Return every line of the items below that contains the word "chin", copying each one unchanged.

******

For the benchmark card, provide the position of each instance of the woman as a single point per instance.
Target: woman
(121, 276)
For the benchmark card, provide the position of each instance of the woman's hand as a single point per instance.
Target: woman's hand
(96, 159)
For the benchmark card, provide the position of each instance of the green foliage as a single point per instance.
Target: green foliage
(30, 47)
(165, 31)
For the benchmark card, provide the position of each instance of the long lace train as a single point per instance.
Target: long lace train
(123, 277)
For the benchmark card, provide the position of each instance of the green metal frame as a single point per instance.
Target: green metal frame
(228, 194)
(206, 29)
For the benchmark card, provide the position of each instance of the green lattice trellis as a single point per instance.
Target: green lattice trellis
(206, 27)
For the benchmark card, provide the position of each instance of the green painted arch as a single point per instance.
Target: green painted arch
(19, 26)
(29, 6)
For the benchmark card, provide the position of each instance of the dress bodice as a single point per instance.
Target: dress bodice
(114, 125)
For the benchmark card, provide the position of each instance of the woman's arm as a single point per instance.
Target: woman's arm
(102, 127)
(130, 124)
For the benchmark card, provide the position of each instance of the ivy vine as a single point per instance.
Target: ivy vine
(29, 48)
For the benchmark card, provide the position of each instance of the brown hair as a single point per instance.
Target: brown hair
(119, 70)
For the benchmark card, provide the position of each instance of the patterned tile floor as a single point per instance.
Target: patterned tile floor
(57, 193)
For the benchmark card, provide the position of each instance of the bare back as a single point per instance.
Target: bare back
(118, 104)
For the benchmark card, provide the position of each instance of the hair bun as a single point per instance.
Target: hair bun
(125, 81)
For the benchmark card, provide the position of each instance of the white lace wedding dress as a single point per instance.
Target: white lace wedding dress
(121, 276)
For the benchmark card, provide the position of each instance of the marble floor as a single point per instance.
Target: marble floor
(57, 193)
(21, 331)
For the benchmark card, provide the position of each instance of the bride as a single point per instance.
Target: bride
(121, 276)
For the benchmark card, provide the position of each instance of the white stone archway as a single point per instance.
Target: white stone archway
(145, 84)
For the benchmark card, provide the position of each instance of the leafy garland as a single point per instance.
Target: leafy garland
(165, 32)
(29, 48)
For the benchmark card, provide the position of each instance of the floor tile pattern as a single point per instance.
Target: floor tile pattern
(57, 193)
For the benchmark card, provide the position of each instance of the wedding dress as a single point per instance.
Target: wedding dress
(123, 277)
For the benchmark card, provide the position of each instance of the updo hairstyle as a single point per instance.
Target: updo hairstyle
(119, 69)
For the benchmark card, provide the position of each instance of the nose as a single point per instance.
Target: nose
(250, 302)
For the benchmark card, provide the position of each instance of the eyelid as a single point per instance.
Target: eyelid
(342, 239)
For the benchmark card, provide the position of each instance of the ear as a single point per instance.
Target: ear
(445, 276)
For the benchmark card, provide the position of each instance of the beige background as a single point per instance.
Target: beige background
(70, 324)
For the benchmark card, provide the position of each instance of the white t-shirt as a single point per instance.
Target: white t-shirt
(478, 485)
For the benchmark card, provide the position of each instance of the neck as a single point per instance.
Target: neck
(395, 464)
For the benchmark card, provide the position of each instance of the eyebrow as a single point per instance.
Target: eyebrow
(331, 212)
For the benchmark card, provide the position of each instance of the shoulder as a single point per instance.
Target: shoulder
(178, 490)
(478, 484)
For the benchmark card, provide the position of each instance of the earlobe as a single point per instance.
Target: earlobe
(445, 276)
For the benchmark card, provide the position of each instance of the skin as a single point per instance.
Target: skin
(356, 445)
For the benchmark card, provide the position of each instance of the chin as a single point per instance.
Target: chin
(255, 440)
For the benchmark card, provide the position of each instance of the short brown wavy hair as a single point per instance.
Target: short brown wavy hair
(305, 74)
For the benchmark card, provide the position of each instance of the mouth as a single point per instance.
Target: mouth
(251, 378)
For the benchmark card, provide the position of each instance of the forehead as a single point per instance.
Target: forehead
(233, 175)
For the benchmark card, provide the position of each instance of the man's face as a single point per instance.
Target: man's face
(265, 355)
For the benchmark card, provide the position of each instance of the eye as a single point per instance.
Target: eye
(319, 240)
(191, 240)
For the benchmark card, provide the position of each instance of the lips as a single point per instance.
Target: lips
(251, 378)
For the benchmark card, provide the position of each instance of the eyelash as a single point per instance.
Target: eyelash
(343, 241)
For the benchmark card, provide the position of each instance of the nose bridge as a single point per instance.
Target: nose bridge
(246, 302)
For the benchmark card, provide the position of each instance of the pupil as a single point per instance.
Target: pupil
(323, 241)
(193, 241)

******

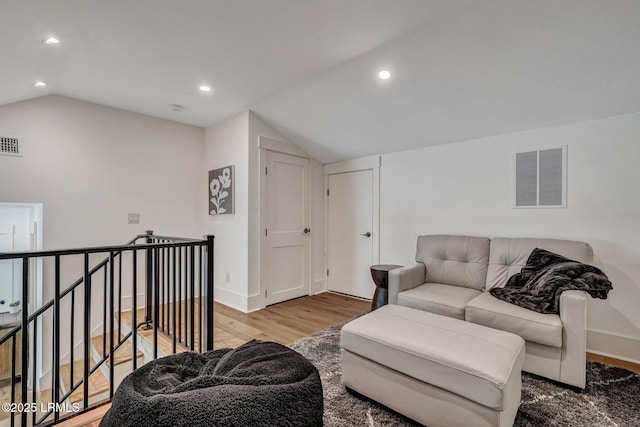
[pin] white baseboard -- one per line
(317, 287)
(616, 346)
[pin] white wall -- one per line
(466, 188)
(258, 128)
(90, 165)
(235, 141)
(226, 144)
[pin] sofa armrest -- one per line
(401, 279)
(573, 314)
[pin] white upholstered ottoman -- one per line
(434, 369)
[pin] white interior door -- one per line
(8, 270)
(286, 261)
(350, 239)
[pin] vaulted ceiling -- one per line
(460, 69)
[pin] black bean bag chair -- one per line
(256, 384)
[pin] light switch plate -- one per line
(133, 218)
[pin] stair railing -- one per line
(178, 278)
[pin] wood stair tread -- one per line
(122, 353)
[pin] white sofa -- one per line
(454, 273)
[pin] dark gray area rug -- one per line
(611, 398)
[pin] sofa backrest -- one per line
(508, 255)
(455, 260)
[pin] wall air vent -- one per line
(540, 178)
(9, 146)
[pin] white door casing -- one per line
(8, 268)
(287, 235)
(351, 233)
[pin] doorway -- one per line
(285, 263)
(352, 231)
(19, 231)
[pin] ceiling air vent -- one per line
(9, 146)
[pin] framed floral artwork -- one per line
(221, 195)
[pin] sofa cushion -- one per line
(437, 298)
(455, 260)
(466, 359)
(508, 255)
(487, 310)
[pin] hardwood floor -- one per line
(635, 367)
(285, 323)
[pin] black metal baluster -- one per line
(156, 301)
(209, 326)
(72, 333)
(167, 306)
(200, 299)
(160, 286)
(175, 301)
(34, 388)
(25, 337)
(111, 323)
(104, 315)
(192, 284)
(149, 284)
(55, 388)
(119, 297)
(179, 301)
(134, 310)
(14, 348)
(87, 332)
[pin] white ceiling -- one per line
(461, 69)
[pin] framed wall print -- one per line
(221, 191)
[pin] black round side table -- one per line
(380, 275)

******

> Reply
For the benchmark card, provide the position of each instance of the chin as a single point per instance.
Target: chin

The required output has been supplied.